- **Problems to solve**:
(a) From the comment on database upgrades, list every example it gives of how databases are abused in the real world.
(b) Lay out the records as a Markdown table with columns Row and Line. Start at the line containing "Where can you see the drooping" and end at the last line of the records, including both ends and leaving out blank lines.

## START Excerpt

It happens and I seriously never claimed that it was an ultra common problem, merely that upgrades in Postgres are more intentional and not painful except for a little extra work between major versions. The standard upgrade path within major versions; 9.x or 10.x or 11.x or 12.x is working just the same as MySQL, except I have much more experience of MySQL completely fumbling their “automatic unattended” upgrade or even the mysql_upgrade command.

Mostly because in the real world outside of engineering cultures databasen are massively abused, ISAM tables that are constantly updated, InnoDB ibdata1 in the terabytes, poor configs, replicas that have skipped a few queries, column changes inside a transaction that failed but actually modified data, it happens. Usually I am called in to clean the mess.

Major difference here is that Postgres doesn’t leave a mess, so I never have the kind of issues that I am describing in this thread with it, and you don’t because I am guessing that you’re there when they’re installed, someone with knowledge was actively maintaining. or you have a lot of people to help with shortcomings.

## END Excerpt
## START Records for this exercise

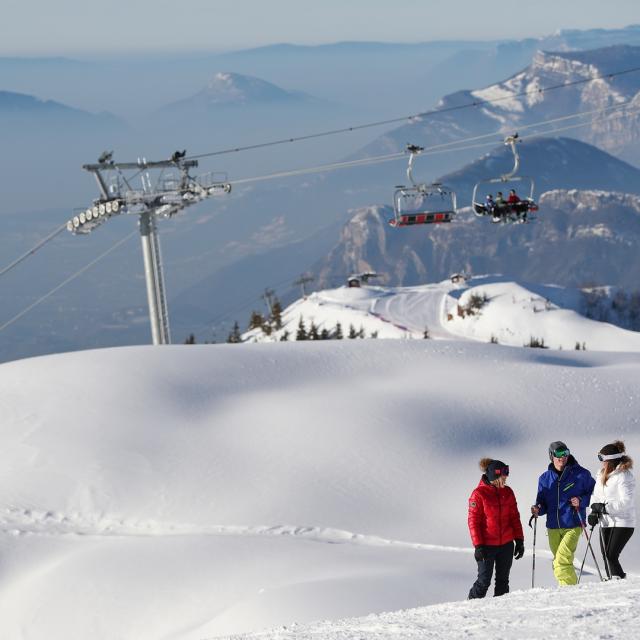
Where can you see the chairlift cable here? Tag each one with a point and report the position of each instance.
(449, 147)
(33, 250)
(414, 117)
(68, 280)
(446, 147)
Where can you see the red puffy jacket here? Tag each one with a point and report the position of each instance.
(493, 515)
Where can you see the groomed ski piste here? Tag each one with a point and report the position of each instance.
(196, 492)
(512, 314)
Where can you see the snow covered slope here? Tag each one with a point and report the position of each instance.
(510, 313)
(189, 492)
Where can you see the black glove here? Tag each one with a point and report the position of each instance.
(480, 554)
(598, 507)
(519, 550)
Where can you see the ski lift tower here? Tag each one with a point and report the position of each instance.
(166, 187)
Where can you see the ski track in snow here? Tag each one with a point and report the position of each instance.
(19, 522)
(26, 522)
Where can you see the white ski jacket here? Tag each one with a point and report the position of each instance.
(619, 495)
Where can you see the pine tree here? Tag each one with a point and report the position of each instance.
(235, 337)
(276, 313)
(313, 332)
(301, 334)
(256, 320)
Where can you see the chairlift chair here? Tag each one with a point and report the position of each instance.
(518, 212)
(421, 203)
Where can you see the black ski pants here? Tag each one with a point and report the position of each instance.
(502, 558)
(612, 542)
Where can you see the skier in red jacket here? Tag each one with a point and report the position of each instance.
(495, 528)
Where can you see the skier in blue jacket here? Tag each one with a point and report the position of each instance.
(564, 490)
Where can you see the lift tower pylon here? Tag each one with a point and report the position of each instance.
(171, 190)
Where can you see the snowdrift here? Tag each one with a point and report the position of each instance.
(196, 491)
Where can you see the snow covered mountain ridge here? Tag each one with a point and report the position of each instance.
(485, 309)
(581, 238)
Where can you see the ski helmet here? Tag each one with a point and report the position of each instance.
(497, 469)
(556, 447)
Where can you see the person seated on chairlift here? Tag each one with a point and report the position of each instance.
(517, 206)
(513, 199)
(489, 204)
(499, 207)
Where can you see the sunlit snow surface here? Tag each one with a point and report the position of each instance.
(190, 492)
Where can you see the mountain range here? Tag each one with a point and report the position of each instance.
(269, 232)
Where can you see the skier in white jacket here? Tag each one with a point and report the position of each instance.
(613, 505)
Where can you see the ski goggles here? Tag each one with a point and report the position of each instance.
(612, 456)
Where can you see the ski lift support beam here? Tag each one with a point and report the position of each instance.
(149, 203)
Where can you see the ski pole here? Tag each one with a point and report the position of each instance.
(593, 555)
(585, 555)
(533, 565)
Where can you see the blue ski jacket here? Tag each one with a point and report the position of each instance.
(555, 490)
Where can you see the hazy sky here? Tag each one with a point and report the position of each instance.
(54, 27)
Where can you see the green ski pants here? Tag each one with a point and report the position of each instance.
(563, 543)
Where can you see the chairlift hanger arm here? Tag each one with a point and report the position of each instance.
(413, 150)
(510, 141)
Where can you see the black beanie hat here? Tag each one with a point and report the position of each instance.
(495, 470)
(610, 449)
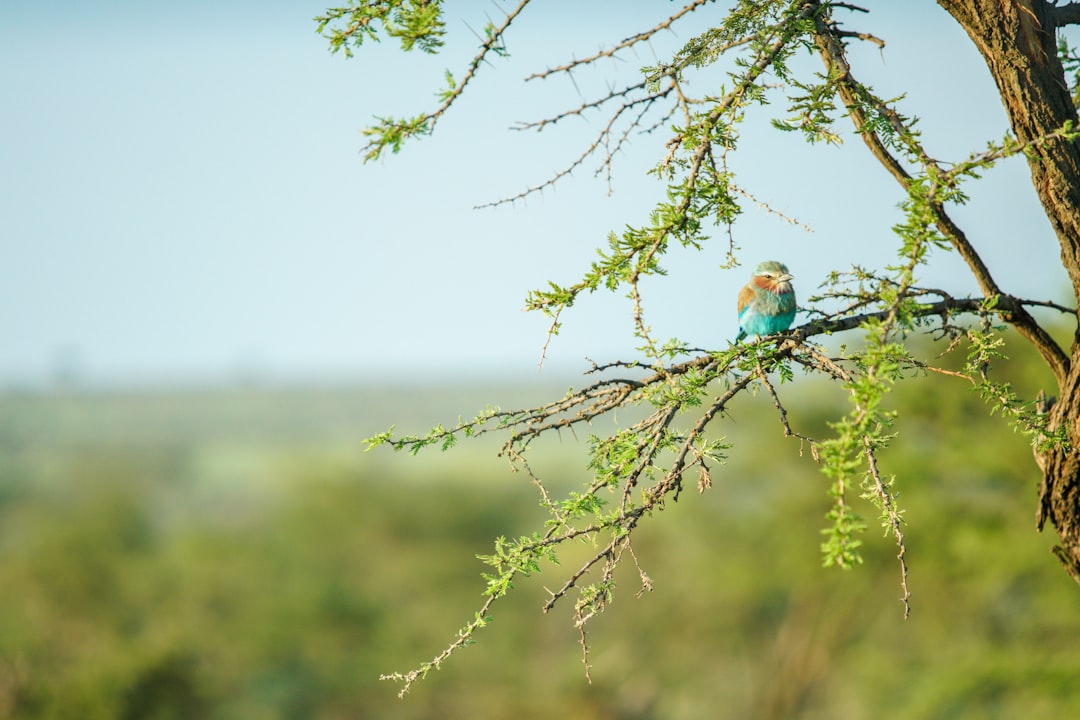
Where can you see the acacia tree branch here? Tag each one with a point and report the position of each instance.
(854, 96)
(1067, 14)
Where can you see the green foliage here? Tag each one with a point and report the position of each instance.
(415, 23)
(166, 578)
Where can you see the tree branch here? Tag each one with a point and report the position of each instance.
(1067, 14)
(854, 95)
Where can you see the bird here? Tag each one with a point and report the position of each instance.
(767, 302)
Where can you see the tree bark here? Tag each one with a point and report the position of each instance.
(1017, 39)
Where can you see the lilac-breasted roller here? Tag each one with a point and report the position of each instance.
(767, 302)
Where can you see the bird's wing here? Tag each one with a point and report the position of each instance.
(745, 297)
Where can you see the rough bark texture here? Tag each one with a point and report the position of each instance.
(1017, 40)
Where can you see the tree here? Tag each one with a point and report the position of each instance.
(683, 392)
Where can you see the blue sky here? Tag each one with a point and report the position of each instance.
(183, 200)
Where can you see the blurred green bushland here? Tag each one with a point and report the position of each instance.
(234, 554)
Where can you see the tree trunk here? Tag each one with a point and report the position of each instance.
(1017, 39)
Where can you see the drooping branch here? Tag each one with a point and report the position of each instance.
(613, 50)
(1067, 14)
(855, 97)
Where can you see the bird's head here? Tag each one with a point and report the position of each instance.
(773, 276)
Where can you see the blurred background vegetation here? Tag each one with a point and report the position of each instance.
(233, 553)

## END Records for this exercise

- **Answers given**:
(a)
- ISAM tables that are constantly updated
- InnoDB ibdata1 in the terabytes
- poor configs
- replicas that have skipped a few queries
- column changes inside a transaction that failed but actually modified data

(b)
| Row | Line |
|---|---|
| 1 | Where can you see the drooping branch here? Tag each one with a point and report the position of each instance. |
| 2 | (613, 50) |
| 3 | (1067, 14) |
| 4 | (855, 97) |
| 5 | Where can you see the bird's head here? Tag each one with a point and report the position of each instance. |
| 6 | (773, 276) |
| 7 | Where can you see the blurred background vegetation here? Tag each one with a point and report the position of each instance. |
| 8 | (233, 553) |